Point localization data
------------------------------------
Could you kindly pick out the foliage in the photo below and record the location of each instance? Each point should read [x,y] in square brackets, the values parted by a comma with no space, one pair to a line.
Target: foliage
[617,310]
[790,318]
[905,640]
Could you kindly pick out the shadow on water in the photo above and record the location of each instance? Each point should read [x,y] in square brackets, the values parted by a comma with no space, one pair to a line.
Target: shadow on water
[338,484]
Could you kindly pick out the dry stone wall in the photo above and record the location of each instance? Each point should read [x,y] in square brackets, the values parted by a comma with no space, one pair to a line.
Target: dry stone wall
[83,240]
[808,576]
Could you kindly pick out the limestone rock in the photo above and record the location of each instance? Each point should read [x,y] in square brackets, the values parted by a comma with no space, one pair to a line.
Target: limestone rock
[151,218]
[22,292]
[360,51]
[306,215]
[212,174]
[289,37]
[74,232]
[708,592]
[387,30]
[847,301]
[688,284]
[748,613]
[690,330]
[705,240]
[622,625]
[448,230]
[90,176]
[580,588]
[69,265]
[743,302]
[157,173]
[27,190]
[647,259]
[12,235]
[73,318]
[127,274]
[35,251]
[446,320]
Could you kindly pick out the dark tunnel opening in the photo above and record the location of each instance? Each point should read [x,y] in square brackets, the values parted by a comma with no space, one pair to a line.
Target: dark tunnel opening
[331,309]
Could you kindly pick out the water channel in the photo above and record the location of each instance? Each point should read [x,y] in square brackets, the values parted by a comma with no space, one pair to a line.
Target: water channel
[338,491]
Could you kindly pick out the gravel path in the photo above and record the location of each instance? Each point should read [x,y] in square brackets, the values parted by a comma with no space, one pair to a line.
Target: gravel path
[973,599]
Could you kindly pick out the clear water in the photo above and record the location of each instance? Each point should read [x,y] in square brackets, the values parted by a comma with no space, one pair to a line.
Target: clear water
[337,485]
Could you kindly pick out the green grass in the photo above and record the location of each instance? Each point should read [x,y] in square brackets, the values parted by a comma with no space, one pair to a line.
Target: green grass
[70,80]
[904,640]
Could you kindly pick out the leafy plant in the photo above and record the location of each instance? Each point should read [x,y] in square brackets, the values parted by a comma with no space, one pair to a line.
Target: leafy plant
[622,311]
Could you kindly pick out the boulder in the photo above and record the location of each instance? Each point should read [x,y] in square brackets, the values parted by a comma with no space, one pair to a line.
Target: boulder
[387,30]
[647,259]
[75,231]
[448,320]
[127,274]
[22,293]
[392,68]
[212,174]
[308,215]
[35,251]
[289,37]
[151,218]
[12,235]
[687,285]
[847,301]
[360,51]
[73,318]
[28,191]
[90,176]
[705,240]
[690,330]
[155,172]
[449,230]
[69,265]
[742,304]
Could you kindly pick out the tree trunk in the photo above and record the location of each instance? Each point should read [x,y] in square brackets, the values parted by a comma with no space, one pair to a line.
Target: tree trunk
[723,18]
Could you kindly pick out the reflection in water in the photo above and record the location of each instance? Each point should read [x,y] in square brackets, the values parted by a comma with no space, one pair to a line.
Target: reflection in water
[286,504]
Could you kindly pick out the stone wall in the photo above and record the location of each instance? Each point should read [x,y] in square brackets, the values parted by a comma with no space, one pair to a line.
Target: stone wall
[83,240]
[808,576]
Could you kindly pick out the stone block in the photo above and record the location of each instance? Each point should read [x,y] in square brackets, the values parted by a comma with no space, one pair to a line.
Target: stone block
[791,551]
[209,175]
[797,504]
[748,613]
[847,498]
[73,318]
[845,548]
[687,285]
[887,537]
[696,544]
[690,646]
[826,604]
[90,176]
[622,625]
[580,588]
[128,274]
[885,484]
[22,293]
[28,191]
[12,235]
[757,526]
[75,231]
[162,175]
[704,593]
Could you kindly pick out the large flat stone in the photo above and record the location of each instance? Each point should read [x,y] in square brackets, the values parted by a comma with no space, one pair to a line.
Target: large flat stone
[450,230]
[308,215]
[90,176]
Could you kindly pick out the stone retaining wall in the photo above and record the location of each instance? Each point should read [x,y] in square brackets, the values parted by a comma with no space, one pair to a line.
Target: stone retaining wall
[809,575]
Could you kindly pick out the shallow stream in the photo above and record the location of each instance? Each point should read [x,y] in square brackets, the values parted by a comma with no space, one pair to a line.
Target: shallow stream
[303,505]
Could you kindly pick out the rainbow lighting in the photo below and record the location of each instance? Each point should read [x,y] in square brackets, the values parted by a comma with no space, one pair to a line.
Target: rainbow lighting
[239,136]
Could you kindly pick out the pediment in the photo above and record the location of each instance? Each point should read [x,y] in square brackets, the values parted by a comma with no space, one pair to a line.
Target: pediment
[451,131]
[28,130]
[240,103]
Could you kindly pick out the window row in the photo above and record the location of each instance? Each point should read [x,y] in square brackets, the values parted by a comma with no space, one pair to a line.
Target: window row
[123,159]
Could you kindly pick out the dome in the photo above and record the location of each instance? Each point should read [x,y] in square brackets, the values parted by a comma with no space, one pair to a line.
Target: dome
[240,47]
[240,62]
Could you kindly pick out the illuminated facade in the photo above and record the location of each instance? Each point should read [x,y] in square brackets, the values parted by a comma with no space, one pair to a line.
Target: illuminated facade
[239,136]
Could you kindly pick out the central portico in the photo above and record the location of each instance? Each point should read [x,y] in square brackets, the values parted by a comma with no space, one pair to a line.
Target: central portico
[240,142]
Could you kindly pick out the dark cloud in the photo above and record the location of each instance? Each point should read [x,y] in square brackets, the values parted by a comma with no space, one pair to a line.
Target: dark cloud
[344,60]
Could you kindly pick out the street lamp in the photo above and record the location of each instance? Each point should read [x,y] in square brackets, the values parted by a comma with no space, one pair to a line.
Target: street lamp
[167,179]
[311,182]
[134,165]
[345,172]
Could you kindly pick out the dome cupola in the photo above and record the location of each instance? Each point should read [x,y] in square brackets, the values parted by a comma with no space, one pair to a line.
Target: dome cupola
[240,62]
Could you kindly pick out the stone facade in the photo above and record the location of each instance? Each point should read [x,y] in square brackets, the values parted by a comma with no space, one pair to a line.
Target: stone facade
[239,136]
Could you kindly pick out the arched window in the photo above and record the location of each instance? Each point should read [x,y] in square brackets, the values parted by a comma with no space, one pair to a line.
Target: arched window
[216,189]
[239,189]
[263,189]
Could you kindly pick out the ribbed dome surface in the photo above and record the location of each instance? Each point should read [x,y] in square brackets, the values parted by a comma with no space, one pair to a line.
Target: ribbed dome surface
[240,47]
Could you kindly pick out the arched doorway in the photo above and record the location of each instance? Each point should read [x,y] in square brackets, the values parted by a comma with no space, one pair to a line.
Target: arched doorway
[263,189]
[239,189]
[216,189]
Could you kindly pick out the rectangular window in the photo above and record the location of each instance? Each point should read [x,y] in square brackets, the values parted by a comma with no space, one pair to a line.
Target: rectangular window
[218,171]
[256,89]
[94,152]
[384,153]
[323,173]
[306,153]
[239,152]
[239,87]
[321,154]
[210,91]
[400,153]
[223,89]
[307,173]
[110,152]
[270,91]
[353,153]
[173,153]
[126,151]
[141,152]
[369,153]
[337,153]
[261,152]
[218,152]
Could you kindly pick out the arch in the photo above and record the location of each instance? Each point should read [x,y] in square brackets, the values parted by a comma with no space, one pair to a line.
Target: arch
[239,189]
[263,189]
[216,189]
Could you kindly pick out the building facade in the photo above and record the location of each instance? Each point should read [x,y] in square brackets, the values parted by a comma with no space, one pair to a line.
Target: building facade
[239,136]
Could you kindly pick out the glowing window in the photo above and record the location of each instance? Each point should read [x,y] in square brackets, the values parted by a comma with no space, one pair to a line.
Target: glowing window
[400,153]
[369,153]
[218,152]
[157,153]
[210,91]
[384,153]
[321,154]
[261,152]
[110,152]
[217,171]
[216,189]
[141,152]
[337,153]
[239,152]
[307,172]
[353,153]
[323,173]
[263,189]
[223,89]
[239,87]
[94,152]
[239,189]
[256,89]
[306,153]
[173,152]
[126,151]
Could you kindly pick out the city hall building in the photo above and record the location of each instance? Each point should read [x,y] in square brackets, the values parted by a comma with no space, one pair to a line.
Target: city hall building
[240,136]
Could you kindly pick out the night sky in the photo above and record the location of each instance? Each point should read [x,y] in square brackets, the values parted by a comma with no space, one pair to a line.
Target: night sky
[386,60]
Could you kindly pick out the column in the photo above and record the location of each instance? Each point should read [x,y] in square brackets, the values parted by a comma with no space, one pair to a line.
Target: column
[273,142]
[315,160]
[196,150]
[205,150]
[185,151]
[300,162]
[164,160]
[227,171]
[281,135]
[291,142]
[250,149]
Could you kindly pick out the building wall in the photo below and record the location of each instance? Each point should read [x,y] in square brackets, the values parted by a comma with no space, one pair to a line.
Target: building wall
------------------------------------
■ **WHAT YOU NEED TO DO**: Across all the records above, how many lines hold the word "below"? Answer with only that number.

■ **ANSWER FOR THIS EXERCISE**: 3